2023/5/6〜2023/5/8

 ひとりで北海道に旅行にいった。

 

 ひとり、かつ公共交通機関で巡れる程度の旅行だった。リラックスと自分の経験に焦点を当てた今回の旅程を思い返すと、昨年のジェットコースターのような情緒との別れを感じた。

 

 昨年は熱狂の1年だった。精神の摩耗と多額の金銭と引き換えに脳の快楽物質を司るところを殴り、特定の人物に陶酔する(いわゆる「オタ活」)というのは私の性分にマッチしており、常軌を逸した高揚を得られたが疲弊していたのも事実だ。唯一無二の経験と思い出がたくさんあるので、後悔は一切していない。

 

 去年の10月から続いていた長い長い燃え尽き症候群がようやく終わった。日光の当たるフローリングに裸足で触れたり、誰かと顔を突き合わせて新譜の話をしたり、みたいな喜びをようやく思い出せた。

 

 

 徹夜明け、眠らないよう踏ん張って音楽を聴いている東葉高速鉄道の中でやや様子のおかしいおじさんに「すみません!すみません!すみませーん!」と話しかけられ、なかなかな滑り出しではあった。

- **抽出データ**
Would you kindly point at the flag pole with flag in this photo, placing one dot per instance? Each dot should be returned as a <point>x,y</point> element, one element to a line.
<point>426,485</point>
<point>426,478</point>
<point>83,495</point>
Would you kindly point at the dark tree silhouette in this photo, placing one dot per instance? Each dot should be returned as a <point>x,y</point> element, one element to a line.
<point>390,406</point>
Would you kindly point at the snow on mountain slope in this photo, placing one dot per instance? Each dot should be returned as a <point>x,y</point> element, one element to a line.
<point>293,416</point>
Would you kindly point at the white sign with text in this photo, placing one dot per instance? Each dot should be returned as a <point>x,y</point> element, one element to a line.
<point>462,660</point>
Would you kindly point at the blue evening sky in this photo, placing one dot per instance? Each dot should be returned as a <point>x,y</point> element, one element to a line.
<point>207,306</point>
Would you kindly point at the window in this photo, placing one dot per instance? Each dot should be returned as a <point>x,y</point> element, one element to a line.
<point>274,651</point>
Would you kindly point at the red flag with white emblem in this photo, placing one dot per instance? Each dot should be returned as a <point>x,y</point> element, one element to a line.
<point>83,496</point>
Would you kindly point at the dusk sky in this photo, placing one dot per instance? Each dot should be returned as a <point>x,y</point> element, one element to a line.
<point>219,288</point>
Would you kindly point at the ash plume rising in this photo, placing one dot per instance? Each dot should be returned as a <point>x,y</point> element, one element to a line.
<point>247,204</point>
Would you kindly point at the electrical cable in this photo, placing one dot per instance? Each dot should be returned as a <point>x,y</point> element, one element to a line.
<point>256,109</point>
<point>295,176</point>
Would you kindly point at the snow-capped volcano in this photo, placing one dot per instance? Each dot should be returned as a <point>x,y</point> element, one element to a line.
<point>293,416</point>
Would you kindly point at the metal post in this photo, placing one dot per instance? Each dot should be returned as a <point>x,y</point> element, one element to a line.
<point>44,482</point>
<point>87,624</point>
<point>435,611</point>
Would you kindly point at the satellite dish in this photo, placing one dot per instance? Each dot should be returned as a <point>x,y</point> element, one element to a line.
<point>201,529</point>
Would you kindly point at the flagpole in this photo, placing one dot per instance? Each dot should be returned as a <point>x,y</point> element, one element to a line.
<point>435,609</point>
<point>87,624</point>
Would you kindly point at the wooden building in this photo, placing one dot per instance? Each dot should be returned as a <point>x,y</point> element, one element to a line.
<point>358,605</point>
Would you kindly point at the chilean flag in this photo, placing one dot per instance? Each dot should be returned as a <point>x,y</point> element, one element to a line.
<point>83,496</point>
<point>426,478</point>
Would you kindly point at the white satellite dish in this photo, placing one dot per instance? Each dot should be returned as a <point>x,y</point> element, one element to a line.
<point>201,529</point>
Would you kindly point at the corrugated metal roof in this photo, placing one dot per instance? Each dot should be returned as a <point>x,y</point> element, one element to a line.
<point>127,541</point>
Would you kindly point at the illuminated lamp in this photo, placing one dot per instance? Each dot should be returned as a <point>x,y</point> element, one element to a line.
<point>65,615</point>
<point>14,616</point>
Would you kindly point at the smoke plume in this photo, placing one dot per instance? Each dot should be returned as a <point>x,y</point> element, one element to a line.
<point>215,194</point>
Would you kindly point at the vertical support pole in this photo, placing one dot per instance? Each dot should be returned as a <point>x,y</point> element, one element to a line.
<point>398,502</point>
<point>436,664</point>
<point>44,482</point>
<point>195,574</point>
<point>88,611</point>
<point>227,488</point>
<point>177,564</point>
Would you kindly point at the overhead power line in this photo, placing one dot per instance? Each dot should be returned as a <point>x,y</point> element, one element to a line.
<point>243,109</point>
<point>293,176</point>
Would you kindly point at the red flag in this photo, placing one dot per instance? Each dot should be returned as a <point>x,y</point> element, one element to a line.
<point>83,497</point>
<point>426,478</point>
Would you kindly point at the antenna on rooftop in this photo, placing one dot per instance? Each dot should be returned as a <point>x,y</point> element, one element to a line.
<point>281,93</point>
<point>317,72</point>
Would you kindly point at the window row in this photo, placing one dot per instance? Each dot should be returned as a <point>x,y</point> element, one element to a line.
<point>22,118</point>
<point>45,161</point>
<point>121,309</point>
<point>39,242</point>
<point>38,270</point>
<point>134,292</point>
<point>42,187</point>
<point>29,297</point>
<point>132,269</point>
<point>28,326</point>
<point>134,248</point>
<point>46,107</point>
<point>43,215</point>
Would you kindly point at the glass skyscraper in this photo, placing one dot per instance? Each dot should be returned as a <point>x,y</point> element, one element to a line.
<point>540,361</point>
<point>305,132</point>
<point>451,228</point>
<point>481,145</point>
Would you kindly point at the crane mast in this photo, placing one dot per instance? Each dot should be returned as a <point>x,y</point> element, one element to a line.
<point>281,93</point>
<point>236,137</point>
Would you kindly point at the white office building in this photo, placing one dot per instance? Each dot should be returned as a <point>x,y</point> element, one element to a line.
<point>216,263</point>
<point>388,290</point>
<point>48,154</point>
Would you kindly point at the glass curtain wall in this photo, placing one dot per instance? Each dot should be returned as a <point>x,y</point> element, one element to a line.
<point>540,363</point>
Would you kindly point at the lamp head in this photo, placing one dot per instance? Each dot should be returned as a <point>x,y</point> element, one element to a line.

- **練習課題**
• 1. 本文抜粋によると、長く続いた燃え尽き症候群はいつから続いていましたか。
• 2. リストのうち、「Would you kindly point at the overhead」を含む行から「<point>293,176</point>」を含む行までを、両端の行も含めて、prompt列とtarget列からなる2列のCSVに変換してください。英文1つにつき1行とし、英文とその後に続く座標をそれぞれ1つの引用符付きフィールドに収め、改行は空白に置き換えてください。

- **記述回答**
• 1. 去年の10月から続いていました。

• 2.
prompt,target
"Would you kindly point at the overhead power line in this photo, placing one dot per instance? Each dot should be returned as a <point>x,y</point> element, one element to a line.","<point>243,109</point> <point>293,176</point>"